START TEXT PASSAGE

Friends, this week marks the 100th edition of YeahWrite, a truly amazing collection of bloggers and writers-and most importantly, a whole community of people I regard as friends. I’m linking up with them for the first time in months.
This week also marks the one year anniversary of this here blog, and hot damn, but I can’t thank you all enough for your support, encouragement, kind words, and even the editorial suggestions you send my way! Where I am in life, as a person and as a writer, is so much better than it was a year ago. So, thank you, thank you.
February, 2013. Walt Disney World. Your humble narrator is finishing his second and final day at the parks with his intrepid and fairy-crazy daughter by taking a ride on Thunder Mountain.
Thunder Mountain, as you may be aware, is “The Wildest Ride in the Wilderness!” Led around a badlands landscape by the voice of an old coot (“Gold! Thar’s gold in them thar hills” should be his refrain) the pair made full use of the front-of-line guest assistance card the daughter earned through a difficult medical life. Signs posted of dire consequences for those with high blood pressure (check), back problems (check), pregnancy (totally NOT check), loose morals (double check), and the like.
It also warned the riders to secure all belongings and eyewear.

END TEXT PASSAGE

EXERCISE OBJECTIVE:
Write out the part of the blog post that begins with "February, 2013. Walt" and stops after "on Thunder Mountain.", keeping every word the same.

START DATASET CONTENT

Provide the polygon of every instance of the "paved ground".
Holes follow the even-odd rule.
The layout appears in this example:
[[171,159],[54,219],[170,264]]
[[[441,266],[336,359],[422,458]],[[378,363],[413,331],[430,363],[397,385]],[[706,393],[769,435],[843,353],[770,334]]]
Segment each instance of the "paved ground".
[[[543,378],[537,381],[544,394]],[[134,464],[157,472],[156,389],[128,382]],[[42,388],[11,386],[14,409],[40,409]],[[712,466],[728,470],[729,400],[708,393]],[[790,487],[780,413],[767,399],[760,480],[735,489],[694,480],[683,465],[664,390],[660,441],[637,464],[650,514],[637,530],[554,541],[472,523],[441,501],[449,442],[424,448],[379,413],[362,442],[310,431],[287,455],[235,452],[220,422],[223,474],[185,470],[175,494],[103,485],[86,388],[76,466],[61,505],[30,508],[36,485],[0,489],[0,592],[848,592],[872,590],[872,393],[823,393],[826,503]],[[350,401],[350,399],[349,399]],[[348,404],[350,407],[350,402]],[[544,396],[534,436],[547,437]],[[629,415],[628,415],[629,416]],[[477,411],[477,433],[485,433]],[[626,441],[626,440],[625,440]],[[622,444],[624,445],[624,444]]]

END DATASET CONTENT

RESPONSE:
February, 2013. Walt Disney World. Your humble narrator is finishing his second and final day at the parks with his intrepid and fairy-crazy daughter by taking a ride on Thunder Mountain.